> _EXERCISE_: Count the lines in the records below that contain the string "jacket", with case counting, and reply with the number alone.

----------

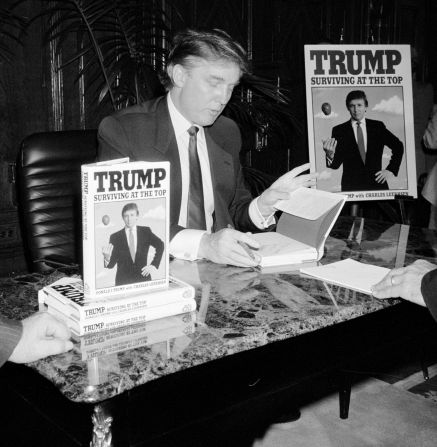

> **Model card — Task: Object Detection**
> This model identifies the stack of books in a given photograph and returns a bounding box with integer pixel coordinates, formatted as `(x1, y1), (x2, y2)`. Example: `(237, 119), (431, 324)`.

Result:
(38, 276), (196, 336)
(80, 312), (196, 361)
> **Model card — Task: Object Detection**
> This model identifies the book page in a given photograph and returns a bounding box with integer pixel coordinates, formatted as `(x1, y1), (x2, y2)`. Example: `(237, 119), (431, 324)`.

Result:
(300, 259), (390, 295)
(250, 232), (314, 257)
(275, 188), (343, 220)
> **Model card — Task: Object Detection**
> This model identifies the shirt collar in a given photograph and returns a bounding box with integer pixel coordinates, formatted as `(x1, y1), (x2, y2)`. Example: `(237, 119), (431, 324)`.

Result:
(167, 92), (202, 137)
(351, 117), (366, 126)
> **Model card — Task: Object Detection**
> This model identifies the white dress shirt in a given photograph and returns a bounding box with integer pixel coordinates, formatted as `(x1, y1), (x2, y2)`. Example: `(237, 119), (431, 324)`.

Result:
(167, 93), (273, 261)
(351, 118), (367, 154)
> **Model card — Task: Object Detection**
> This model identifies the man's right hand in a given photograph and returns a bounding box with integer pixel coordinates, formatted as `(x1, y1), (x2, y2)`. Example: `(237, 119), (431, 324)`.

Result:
(198, 228), (260, 267)
(102, 244), (114, 264)
(322, 138), (337, 161)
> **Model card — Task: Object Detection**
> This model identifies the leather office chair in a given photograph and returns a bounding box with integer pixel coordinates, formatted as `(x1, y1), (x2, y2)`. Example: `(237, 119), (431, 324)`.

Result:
(16, 130), (97, 272)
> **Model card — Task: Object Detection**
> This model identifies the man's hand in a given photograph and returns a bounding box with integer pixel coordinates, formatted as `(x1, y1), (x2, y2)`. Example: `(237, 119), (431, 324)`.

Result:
(375, 169), (395, 183)
(141, 265), (158, 279)
(9, 312), (73, 363)
(372, 259), (437, 306)
(198, 228), (260, 267)
(102, 244), (114, 263)
(322, 138), (337, 161)
(257, 163), (317, 217)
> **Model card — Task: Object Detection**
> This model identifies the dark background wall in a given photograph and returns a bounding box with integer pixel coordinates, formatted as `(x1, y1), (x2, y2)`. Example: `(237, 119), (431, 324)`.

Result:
(0, 0), (437, 270)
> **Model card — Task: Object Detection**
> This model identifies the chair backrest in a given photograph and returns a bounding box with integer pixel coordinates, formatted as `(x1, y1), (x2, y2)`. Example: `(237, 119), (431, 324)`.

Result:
(16, 130), (97, 272)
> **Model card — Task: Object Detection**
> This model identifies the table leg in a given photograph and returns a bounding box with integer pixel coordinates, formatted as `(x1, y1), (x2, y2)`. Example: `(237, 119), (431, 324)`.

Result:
(90, 405), (112, 447)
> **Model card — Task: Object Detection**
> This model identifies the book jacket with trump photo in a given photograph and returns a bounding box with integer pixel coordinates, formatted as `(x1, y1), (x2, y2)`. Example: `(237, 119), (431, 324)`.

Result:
(82, 159), (170, 298)
(305, 45), (417, 200)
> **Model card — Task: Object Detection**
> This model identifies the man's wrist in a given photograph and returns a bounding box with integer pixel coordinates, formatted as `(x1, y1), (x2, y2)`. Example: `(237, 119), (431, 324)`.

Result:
(197, 233), (211, 259)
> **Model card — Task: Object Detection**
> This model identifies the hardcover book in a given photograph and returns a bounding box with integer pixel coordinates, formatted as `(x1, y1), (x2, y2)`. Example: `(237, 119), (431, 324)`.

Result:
(42, 298), (196, 336)
(38, 276), (195, 322)
(251, 188), (346, 267)
(80, 312), (196, 360)
(82, 158), (170, 298)
(300, 259), (390, 295)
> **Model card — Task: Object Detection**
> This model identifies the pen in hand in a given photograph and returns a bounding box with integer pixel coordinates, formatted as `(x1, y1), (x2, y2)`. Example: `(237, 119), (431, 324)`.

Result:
(228, 224), (256, 261)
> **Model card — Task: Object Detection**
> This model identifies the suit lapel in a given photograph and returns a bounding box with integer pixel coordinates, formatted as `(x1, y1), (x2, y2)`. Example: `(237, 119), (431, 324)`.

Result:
(153, 101), (182, 228)
(205, 129), (235, 231)
(346, 121), (367, 164)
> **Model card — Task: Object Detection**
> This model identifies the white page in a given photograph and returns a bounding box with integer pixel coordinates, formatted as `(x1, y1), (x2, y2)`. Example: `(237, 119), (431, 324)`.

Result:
(250, 232), (315, 257)
(300, 259), (390, 295)
(275, 188), (343, 220)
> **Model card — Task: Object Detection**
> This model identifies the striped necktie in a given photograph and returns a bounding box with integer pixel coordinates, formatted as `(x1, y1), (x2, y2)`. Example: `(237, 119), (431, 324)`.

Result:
(357, 121), (366, 163)
(187, 126), (206, 230)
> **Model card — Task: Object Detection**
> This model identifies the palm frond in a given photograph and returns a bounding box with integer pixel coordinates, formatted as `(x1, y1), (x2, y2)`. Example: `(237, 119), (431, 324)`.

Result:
(0, 8), (27, 62)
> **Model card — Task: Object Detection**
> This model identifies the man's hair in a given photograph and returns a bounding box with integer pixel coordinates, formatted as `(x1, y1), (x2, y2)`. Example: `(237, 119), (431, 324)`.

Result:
(163, 29), (248, 89)
(346, 90), (369, 108)
(121, 203), (140, 217)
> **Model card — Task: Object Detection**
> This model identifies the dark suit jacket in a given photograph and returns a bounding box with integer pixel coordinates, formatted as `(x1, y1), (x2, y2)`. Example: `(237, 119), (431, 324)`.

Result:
(421, 269), (437, 321)
(327, 118), (404, 191)
(99, 96), (259, 238)
(106, 226), (164, 286)
(0, 317), (23, 366)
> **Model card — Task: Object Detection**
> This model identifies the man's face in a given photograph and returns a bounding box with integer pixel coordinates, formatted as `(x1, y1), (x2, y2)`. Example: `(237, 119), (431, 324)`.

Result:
(123, 210), (138, 228)
(347, 99), (367, 121)
(172, 58), (241, 126)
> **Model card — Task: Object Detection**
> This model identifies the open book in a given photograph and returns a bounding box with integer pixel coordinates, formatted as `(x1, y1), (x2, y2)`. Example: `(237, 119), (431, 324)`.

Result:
(251, 188), (346, 267)
(300, 259), (390, 295)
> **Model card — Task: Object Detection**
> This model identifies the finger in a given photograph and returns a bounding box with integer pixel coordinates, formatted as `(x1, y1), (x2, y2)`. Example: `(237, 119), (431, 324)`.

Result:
(239, 233), (260, 250)
(227, 243), (260, 267)
(289, 163), (310, 177)
(40, 338), (73, 357)
(46, 317), (71, 340)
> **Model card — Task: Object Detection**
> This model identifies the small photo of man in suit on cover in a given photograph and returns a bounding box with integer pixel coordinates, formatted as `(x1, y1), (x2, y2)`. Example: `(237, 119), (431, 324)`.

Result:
(322, 90), (404, 191)
(102, 203), (164, 286)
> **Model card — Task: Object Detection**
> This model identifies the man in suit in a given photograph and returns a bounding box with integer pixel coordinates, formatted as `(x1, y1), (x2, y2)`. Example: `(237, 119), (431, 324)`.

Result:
(99, 30), (315, 266)
(323, 90), (404, 191)
(0, 312), (73, 366)
(102, 203), (164, 286)
(372, 259), (437, 321)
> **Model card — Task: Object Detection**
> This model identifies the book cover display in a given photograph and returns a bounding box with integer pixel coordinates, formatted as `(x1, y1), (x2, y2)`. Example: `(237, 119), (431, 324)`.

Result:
(305, 45), (417, 201)
(82, 159), (170, 298)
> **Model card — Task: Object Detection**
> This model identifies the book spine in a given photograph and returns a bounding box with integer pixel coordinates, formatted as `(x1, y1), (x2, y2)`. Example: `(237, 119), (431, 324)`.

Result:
(47, 299), (196, 335)
(81, 323), (195, 360)
(44, 278), (195, 320)
(81, 166), (96, 295)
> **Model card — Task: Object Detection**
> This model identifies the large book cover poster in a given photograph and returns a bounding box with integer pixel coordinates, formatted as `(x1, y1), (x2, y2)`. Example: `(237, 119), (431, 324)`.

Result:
(82, 162), (170, 298)
(305, 45), (417, 201)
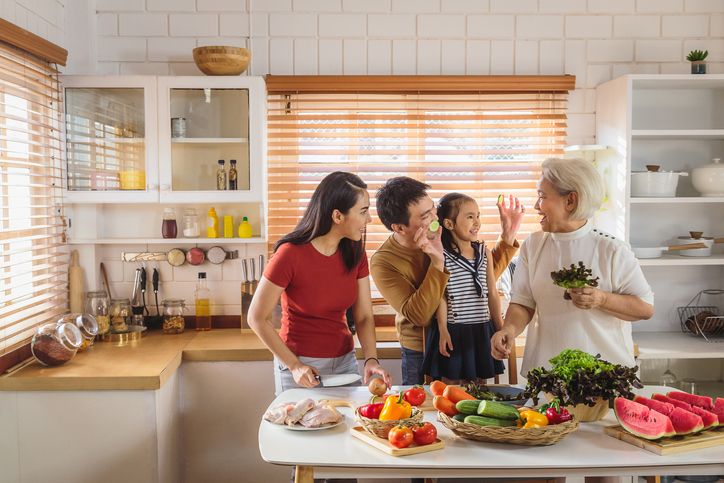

----------

> _RESPONSE BELOW_: 2